What to produce -
Rewrite the data from the line with "the monkey's head" to the line with "Target: asphalt road", both included, keeping the requests and their sample coordinates unchanged. Multiply each answer coordinate by 0.35 and round it to a whole number, rounding halves up.

Data for pointing at named objects -
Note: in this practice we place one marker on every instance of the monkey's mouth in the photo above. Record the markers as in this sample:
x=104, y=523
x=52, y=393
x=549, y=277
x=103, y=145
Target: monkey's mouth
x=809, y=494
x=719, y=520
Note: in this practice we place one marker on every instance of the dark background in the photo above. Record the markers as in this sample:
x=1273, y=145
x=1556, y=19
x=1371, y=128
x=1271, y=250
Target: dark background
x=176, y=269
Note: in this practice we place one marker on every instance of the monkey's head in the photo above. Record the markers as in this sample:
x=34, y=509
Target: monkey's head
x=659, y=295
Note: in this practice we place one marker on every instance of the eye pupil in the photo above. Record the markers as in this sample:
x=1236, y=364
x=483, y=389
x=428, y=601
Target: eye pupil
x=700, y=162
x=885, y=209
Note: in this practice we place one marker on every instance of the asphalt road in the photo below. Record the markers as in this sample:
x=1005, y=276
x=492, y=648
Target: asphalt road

...

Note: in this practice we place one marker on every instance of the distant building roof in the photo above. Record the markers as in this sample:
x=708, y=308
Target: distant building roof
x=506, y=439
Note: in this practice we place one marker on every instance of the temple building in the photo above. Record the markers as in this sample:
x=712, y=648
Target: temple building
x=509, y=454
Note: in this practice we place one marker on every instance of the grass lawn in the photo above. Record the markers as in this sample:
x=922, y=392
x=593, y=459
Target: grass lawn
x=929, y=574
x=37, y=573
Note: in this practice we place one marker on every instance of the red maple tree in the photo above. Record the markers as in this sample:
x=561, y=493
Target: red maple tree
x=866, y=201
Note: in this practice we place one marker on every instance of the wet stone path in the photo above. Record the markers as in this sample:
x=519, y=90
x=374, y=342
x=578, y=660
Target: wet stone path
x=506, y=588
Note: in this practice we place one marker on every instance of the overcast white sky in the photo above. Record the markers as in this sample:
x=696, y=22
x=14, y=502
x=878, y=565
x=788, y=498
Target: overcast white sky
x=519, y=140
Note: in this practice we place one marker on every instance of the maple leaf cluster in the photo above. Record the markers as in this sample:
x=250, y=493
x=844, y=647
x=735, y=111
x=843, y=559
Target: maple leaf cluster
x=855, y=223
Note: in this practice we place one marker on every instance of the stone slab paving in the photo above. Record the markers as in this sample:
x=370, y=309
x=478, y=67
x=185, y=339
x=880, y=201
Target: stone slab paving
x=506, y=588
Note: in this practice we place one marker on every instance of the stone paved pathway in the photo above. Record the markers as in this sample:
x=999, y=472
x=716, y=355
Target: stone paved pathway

Complete output -
Note: in this practice we place one marker on every instance of the monkey's head in the photo above. Record the markers as in this sample:
x=34, y=509
Target: monkey's head
x=231, y=103
Note: in this practice we place one marker on every instance of the eye pupil in the photo above. Record the markers as in this sample:
x=1236, y=364
x=483, y=389
x=428, y=601
Target: eye pupil
x=245, y=57
x=310, y=73
Note: in this practice we place one marker on every instance of the asphalt road in the photo below. Record the markers as in this sample:
x=1005, y=276
x=492, y=648
Target: asphalt road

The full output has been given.